## Task to carry out
Set down, exactly as written, the lines from the line holding "column 244, row 90" to the end of the data, inclusive, skipping any pictures.

## Dataset entries
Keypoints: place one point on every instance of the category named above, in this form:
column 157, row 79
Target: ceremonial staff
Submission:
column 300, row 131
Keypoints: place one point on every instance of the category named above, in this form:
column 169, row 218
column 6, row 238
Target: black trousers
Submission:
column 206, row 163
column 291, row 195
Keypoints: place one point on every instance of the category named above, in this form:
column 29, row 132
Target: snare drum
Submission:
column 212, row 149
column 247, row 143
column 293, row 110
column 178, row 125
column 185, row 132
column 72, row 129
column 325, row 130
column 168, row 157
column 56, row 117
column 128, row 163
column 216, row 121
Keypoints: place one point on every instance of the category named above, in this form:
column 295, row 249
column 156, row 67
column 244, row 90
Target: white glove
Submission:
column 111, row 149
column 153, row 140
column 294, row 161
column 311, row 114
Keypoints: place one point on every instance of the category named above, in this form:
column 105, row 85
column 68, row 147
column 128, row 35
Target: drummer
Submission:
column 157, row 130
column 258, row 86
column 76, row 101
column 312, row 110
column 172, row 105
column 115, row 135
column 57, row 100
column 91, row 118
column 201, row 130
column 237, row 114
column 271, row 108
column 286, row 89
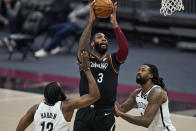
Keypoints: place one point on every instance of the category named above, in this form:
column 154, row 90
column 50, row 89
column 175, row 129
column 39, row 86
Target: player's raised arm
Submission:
column 94, row 93
column 122, row 52
column 86, row 35
column 27, row 119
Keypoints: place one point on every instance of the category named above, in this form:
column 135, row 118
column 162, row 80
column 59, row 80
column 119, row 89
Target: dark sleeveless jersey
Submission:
column 105, row 72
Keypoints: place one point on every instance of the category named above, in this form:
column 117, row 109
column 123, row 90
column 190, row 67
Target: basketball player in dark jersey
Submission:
column 151, row 101
column 100, row 115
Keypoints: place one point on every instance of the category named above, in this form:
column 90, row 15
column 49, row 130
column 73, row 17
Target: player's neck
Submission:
column 146, row 87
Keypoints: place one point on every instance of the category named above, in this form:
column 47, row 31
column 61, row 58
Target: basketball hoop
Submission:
column 168, row 7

## Answer below
column 244, row 90
Target: white glove
Submission:
column 111, row 149
column 153, row 140
column 294, row 161
column 311, row 114
Keypoints: place one point on every instance of the category named above, in this form:
column 105, row 85
column 68, row 147
column 128, row 35
Target: drummer
Submission:
column 157, row 130
column 258, row 86
column 76, row 101
column 312, row 110
column 172, row 105
column 115, row 135
column 57, row 100
column 91, row 118
column 201, row 130
column 237, row 114
column 271, row 108
column 286, row 89
Keypoints: place one point on every instance of the category named above, in this form:
column 154, row 90
column 50, row 89
column 175, row 129
column 39, row 86
Target: player's raised arm
Submission:
column 94, row 93
column 122, row 52
column 86, row 35
column 27, row 119
Keypoints: place one point on every instance of the category named above, in this form:
column 135, row 118
column 162, row 80
column 59, row 80
column 119, row 89
Target: dark sleeveless jersey
Submission:
column 105, row 72
Keypoints: place one point on every instance of the category named above, in this form:
column 117, row 109
column 123, row 90
column 190, row 67
Target: basketball player in dark jersey
Submission:
column 151, row 101
column 100, row 115
Keypoints: place one point on every instance of the category named above, in this form:
column 90, row 15
column 49, row 130
column 73, row 17
Target: player's neck
Submission:
column 146, row 87
Keypoints: place one point on every instance of the category named above, in this form:
column 47, row 31
column 61, row 58
Target: basketball hoop
Submission:
column 168, row 7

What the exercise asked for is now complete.